**REQUIRED TASK:**
Number every line of the records below as a list, skipping blank lines and leaving out the pictures.

**INPUT:**
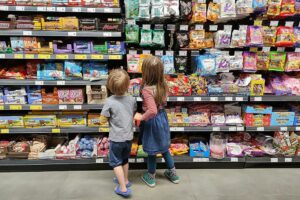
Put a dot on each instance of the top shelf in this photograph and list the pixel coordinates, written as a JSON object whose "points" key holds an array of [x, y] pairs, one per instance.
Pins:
{"points": [[60, 9]]}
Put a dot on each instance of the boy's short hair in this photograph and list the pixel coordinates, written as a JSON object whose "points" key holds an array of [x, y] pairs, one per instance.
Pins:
{"points": [[118, 81]]}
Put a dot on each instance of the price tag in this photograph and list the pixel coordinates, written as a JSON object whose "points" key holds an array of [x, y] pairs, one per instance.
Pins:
{"points": [[62, 107], [274, 23], [140, 160], [288, 159], [274, 160], [232, 128], [99, 160], [18, 56], [56, 130], [91, 10], [62, 56], [38, 82], [107, 34], [283, 128], [61, 83], [29, 56], [44, 56], [4, 8], [72, 34], [4, 131], [108, 10], [36, 107], [214, 98], [76, 9], [228, 98], [15, 107], [61, 9], [197, 99], [80, 57], [97, 57], [216, 128], [20, 8], [257, 98], [213, 27], [77, 107], [260, 128]]}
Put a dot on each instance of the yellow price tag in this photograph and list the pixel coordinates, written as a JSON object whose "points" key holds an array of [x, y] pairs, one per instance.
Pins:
{"points": [[62, 56], [55, 130], [4, 131], [15, 107], [80, 57], [18, 56], [36, 107], [29, 56], [115, 57], [97, 57], [103, 130], [44, 56]]}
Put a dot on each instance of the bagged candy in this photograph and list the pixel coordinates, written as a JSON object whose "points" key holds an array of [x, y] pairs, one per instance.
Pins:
{"points": [[285, 37], [277, 61]]}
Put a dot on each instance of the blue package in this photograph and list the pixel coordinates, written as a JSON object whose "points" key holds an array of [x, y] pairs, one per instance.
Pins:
{"points": [[73, 70]]}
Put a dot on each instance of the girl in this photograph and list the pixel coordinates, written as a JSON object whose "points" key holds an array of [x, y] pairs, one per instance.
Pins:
{"points": [[154, 122]]}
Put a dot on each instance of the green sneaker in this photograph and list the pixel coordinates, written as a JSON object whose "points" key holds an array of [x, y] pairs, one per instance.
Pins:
{"points": [[172, 176], [148, 179]]}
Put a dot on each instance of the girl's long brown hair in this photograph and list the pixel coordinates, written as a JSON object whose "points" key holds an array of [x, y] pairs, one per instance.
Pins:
{"points": [[153, 75]]}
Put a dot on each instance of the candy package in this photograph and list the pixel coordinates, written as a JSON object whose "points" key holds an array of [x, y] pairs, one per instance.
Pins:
{"points": [[277, 61]]}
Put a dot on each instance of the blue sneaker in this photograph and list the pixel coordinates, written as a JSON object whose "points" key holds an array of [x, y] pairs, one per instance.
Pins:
{"points": [[123, 194], [115, 180]]}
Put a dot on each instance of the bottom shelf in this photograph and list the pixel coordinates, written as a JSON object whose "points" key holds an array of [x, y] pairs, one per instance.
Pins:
{"points": [[182, 162]]}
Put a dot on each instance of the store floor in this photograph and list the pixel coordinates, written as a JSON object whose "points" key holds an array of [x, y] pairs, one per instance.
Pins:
{"points": [[242, 184]]}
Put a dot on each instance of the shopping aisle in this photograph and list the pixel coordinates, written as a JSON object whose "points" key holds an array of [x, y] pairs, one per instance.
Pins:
{"points": [[246, 184]]}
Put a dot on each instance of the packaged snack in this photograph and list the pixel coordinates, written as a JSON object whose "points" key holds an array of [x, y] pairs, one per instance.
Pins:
{"points": [[285, 37], [199, 13], [277, 61]]}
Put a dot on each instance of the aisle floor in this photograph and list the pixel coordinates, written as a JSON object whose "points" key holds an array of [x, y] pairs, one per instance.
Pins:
{"points": [[226, 184]]}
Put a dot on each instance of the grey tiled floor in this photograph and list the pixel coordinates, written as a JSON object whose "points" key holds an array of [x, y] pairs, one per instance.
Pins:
{"points": [[231, 184]]}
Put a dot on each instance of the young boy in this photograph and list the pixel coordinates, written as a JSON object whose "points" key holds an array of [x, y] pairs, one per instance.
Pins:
{"points": [[119, 110]]}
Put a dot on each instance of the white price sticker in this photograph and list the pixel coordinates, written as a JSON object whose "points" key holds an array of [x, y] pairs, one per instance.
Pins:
{"points": [[260, 128], [27, 32], [62, 107], [61, 9], [77, 107], [61, 83], [72, 34], [39, 82]]}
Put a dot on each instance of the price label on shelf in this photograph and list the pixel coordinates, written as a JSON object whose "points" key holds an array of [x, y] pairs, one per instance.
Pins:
{"points": [[15, 107], [99, 160], [62, 107], [36, 107], [274, 160], [260, 128], [4, 131], [55, 130], [72, 34], [97, 57], [61, 9], [38, 82], [62, 56]]}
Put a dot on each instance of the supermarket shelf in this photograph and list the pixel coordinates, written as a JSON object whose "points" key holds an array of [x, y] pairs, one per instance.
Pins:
{"points": [[51, 107], [271, 98], [60, 33], [272, 128], [59, 9], [62, 56], [57, 83]]}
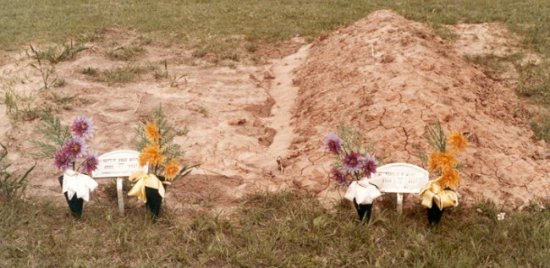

**WRITTEN SOLUTION:**
1. Put a dot on each instance of the top shelf in this photograph and list the pixel coordinates, written as a JSON object whose "points" key holds an array of [x, y] pairs, one per instance.
2. Pins:
3. {"points": [[60, 9]]}
4. Put a dot on each instance of the boy's short hair in this photograph and list the pixel coordinates, written as a JSON object whose "points" key holds an array of [x, y] pairs, one per instance.
5. Pins:
6. {"points": [[118, 81]]}
7. Put a dot on each instance of the price tag in this photograph and list the pixel coordinates, written as a JSON object whose "points" key holds an array of [x, y] pairs, one per instance.
8. Pins:
9. {"points": [[62, 107], [274, 23], [140, 160], [288, 159], [274, 160], [232, 128], [99, 160], [18, 56], [56, 130], [91, 10], [62, 56], [38, 82], [107, 34], [283, 128], [61, 83], [29, 56], [44, 56], [4, 8], [72, 34], [4, 131], [108, 10], [36, 107], [214, 98], [76, 9], [228, 98], [15, 107], [61, 9], [197, 99], [80, 57], [97, 57], [216, 128], [20, 8], [257, 98], [213, 27], [77, 107], [260, 128]]}
10. Put a dot on each instance of the yellow price tag in this photograph and list the pixel coordinates, written as a JSON object whose "points" key holds an array of [x, y] pairs, one per instance.
11. Pins:
12. {"points": [[62, 56], [55, 130], [4, 131], [15, 107], [80, 57], [18, 56], [36, 107], [29, 56], [115, 57], [97, 57], [103, 130], [44, 56]]}
13. Put a dot on each instance of the bagged candy in this photograph and list the pixel coordinates, written as a JSON object whose "points" key holds an array of [x, y] pairs, one per instance.
14. Pins:
15. {"points": [[285, 37], [277, 61]]}
16. Put a dot on each instance of the blue package in this photograph and list the pixel coordinates, written as a JSON object whose "points" key holds an array of [x, y] pairs, one per instance.
17. Pins:
18. {"points": [[73, 70]]}
19. Put a dot on each instance of the girl in this photograph and list the pixel coordinates, written as a JSON object whose "points" key holds an array of [x, y] pairs, one per instance.
20. Pins:
21. {"points": [[154, 122]]}
22. Put a dot on each instance of the green sneaker in this photograph and list the pixel coordinates, written as a JSON object whose "points" key holds an array of [x, y] pairs, one per instance.
23. Pins:
24. {"points": [[172, 176], [148, 179]]}
25. Put a dot on each instance of the girl's long brown hair in this photograph and list the pixel coordinates, written as a JSON object whose "points" key holds an array of [x, y] pairs, one per instance.
26. Pins:
27. {"points": [[153, 75]]}
28. Put a dot on each instance of the candy package in this photograph and list the pixel coordinates, written as a JSON object whose "points" key holds an array of [x, y] pairs, one per instance.
29. Pins:
30. {"points": [[277, 61]]}
31. Put a dot on each instance of the blue sneaker in this photograph and list the pixel coordinates, written as a JSON object whose "points" key holds an array of [x, y] pairs, one per instance.
32. Pins:
33. {"points": [[123, 194], [115, 180]]}
34. Put a dot on each instance of the bottom shelf in this photograph and list the pixel coordinates, written as a JSON object whose "points" key holds an array of [x, y] pairs, one per instance.
35. Pins:
36. {"points": [[182, 162]]}
37. Put a dot on each instance of the store floor in this photograph and list the pixel coordinates, written as a JSON object whose "points" key holds an array of [x, y] pairs, one per instance.
38. Pins:
39. {"points": [[242, 184]]}
40. Put a dot on each instance of the shopping aisle in this photograph and list the pixel coordinates, written as a JSON object whose "points" key holds an array of [x, y] pairs, one per instance.
41. Pins:
42. {"points": [[246, 184]]}
43. Put a dot on each instance of the packaged snack in this photograph and list the pixel coordinates, written as a JSON object whose "points" key holds an array of [x, y] pairs, one per instance.
44. Pins:
45. {"points": [[285, 37], [199, 13], [277, 61]]}
46. Put a dot on each instance of the aisle floor in this photograph and list the pixel coordinates, written as a JSON object whose "points" key holds an array of [x, y] pairs, one per instance.
47. Pins:
48. {"points": [[226, 184]]}
49. Put a dot on each instance of the grey tiled floor in this photograph and list the pixel coordinates, written as a JSON object whose "points" key holds an array of [x, y] pairs, one per instance.
50. Pins:
51. {"points": [[231, 184]]}
52. Put a dot on each instance of the young boy in this photograph and list the pixel coordinates, written as a JSON object whose "points" key holds an array of [x, y] pairs, one per instance.
53. Pins:
54. {"points": [[119, 110]]}
55. Put a dot on each instance of the white price sticker in this photograph and list the pixel coordinates, written as a JSON object whose "points" key holds an array of [x, y] pairs, one per instance.
56. Pins:
57. {"points": [[260, 128], [27, 32], [62, 107], [61, 9], [77, 107], [61, 83], [72, 34], [39, 82]]}
58. Put a dot on each instance of the price label on shelf in this photograph and list the pixel coordinates, written as a JSON object whose "points" key holds an array of [x, y] pairs, one per instance.
59. Pins:
60. {"points": [[15, 107], [99, 160], [62, 107], [36, 107], [274, 160], [260, 128], [4, 131], [55, 130], [72, 34], [97, 57], [61, 9], [38, 82], [62, 56]]}
61. Put a dot on each instance of the supermarket shelf in this photograph and list the pixel coordinates, written as a JSON object whose "points" key holds an array of [x, y] pairs, one per instance.
62. Pins:
63. {"points": [[51, 107], [271, 98], [60, 33], [272, 128], [59, 9], [62, 56], [57, 83]]}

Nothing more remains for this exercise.